• Source material
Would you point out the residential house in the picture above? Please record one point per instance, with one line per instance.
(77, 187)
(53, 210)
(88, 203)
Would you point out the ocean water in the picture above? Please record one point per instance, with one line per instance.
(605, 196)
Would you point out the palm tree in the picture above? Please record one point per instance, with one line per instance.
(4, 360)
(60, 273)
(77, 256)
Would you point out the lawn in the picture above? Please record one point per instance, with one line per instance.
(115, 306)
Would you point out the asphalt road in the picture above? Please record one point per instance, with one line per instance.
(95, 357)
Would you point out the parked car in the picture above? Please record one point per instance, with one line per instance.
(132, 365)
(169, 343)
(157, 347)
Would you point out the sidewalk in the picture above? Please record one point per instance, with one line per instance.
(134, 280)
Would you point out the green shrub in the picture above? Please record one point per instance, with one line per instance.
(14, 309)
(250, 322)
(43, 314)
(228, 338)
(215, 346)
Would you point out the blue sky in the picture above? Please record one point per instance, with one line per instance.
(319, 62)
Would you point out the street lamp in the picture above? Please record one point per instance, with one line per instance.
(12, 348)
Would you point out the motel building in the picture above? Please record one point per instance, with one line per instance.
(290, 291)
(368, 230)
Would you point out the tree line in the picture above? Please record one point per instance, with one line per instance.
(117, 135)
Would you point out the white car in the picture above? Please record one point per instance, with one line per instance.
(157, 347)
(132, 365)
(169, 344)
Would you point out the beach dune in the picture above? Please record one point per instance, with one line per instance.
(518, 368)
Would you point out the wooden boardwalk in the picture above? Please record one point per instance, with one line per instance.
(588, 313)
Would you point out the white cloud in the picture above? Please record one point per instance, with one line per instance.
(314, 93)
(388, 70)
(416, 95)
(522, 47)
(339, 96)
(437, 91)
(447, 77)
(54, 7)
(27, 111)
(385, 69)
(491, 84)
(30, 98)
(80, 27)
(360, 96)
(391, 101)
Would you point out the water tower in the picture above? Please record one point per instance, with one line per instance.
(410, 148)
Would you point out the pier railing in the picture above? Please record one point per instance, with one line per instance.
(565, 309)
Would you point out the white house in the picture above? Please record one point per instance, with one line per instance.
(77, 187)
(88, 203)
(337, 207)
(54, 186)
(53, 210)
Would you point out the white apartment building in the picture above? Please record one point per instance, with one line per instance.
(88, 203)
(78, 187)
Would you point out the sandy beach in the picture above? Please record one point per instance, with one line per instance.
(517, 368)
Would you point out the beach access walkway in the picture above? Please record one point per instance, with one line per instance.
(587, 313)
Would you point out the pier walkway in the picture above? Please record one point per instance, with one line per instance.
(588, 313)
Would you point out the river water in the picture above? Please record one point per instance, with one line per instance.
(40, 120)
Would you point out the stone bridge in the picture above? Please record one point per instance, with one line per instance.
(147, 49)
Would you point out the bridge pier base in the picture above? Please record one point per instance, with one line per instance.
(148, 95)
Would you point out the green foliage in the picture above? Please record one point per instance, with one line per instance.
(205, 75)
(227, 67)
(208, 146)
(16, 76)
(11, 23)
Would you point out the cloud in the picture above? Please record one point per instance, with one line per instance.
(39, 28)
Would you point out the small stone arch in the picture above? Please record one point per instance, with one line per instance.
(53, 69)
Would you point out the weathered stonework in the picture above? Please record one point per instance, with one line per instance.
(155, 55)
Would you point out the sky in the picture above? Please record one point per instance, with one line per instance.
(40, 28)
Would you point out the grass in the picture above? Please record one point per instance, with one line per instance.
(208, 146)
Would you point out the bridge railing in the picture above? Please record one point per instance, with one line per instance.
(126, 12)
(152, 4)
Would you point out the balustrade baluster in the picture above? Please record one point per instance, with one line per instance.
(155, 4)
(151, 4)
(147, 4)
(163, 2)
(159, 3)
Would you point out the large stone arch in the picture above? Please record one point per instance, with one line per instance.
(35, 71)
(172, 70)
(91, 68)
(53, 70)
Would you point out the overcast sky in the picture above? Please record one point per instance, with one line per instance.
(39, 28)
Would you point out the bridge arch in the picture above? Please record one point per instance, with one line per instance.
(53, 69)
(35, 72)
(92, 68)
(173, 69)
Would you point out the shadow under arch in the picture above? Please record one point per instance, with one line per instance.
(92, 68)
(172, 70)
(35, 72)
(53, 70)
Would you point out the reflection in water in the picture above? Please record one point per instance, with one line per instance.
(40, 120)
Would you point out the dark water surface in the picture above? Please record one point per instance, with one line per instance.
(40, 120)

• Task brief
Retype all of the entries. Keep each one exactly as written.

• Reply
Would you point out the residential house in the picture above? Please record one point per instance, with one line per instance.
(77, 187)
(53, 210)
(88, 203)
Would you point out the ocean water in the picture above? Please record one point per instance, with one line per instance.
(605, 196)
Would you point out the palm tree in the picture above? Please record one point per instance, with one line per instance.
(4, 360)
(60, 273)
(77, 256)
Would you point out the lawn in the picture above? Please record one point per instance, with one line per instance.
(115, 306)
Would you point out the asphalt road in the picture above? Please record one point per instance, with one line per instance.
(95, 357)
Would you point out the parked car in the picture above? Please record one point per instance, with one line per instance.
(132, 365)
(169, 343)
(157, 347)
Would you point out the sidewalk in the picture above? Please record one point per instance, with one line per instance.
(134, 280)
Would you point out the green shrub in the picture above? Please record one point per instance, with one line per instance.
(14, 309)
(250, 322)
(43, 314)
(228, 338)
(215, 346)
Would you point out the blue sky in the picture above? Please record one point per instance, with one line per instance.
(319, 62)
Would you point out the street lamp in the picture above? Please record one point per instance, with one line per instance.
(12, 348)
Would you point out the motel building in the picture above? Please record one point per instance, with one line per instance.
(290, 291)
(368, 230)
Would you point out the tree line in the picture above? Please record one point per instance, with one line per instance.
(117, 135)
Would you point out the white car in the picture above? Please record one point per instance, with one line per instance.
(157, 347)
(132, 365)
(169, 344)
Would you point out the beach dune in the picture above? Please record one point per instance, with one line per instance.
(518, 368)
Would you point out the wooden boardwalk in the picture above? Please record one point per instance, with one line per instance.
(588, 313)
Would you point out the white cloud in the picture above? Please record one point per instance, with one line per instance.
(314, 93)
(388, 70)
(416, 95)
(522, 47)
(339, 96)
(437, 91)
(447, 77)
(54, 7)
(27, 111)
(385, 69)
(491, 84)
(30, 98)
(80, 27)
(360, 96)
(391, 101)
Would you point out the water tower in the picture above? Please record one point per instance, with one line per instance.
(410, 148)
Would you point out the pier railing in the picture above? Please record one point per instance, with one line per instance.
(565, 309)
Would you point out the white house in the picture above? Please record one point per instance, with one line per instance.
(77, 187)
(88, 203)
(337, 207)
(54, 186)
(53, 210)
Would you point out the white apartment building in the picture above? Please record one point per instance, with one line per instance.
(88, 203)
(78, 187)
Would you point out the sandy beach in the picture above? Please record one point per instance, with one line per instance.
(517, 368)
Would you point out the beach access walkway in the picture above? Please record one point per instance, with one line per instance.
(587, 313)
Would you point out the pier walkway in the picture above? Please record one point per instance, with one line per instance.
(588, 313)
Would you point out the river water in the picture above? Please record one point per instance, with one line per instance.
(40, 120)
Would you point out the stone bridge in the picture above? Please record one point per instance, with one line per instance.
(147, 49)
Would you point out the bridge pier base in the picture above? Please record one point per instance, with one line per instance.
(148, 95)
Would you point out the green foliage in the picture above? Please record one point per instance, with one line per instance.
(205, 75)
(227, 67)
(208, 146)
(16, 76)
(11, 23)
Would you point out the cloud in the picture above? Please record one point per instance, with one line per instance.
(39, 28)
Would you point out the small stone arch in the picture above? Please record one point per instance, with one line per instance.
(53, 69)
Would you point out the weathered stonework in the picture above? Please record one point per instance, with one line per instance.
(155, 55)
Would you point out the sky in the picture above? Please record one point per instance, with one line per instance.
(40, 28)
Would you point out the grass in the picture above? Please record one point per instance, with one line per instance.
(208, 146)
Would you point out the bridge railing in the picture above? Please record one point per instance, with one line per instance.
(126, 12)
(152, 4)
Would you point out the balustrade baluster in the picture above? Please record one point per instance, with one line per instance.
(155, 4)
(151, 4)
(147, 4)
(163, 2)
(159, 3)
Would you point out the large stone arch in the picture above? Please record one point per instance, with one line per instance.
(35, 71)
(172, 70)
(91, 68)
(53, 70)
Would you point out the overcast sky in the picture above? Please record one point per instance, with one line per instance.
(39, 28)
Would you point out the bridge arch in the picture above? Please record one point per instance, with one line per instance.
(53, 69)
(35, 72)
(92, 68)
(173, 69)
Would you point out the shadow under arch in the picture above? Please record one point per instance, with one line per instance.
(92, 68)
(172, 70)
(35, 72)
(53, 70)
Would you point out the reflection in water in the picture above? Please record one point per instance, with one line per instance.
(40, 120)
Would you point out the dark water surface in the picture above? Please record one point per instance, with one line per instance.
(40, 120)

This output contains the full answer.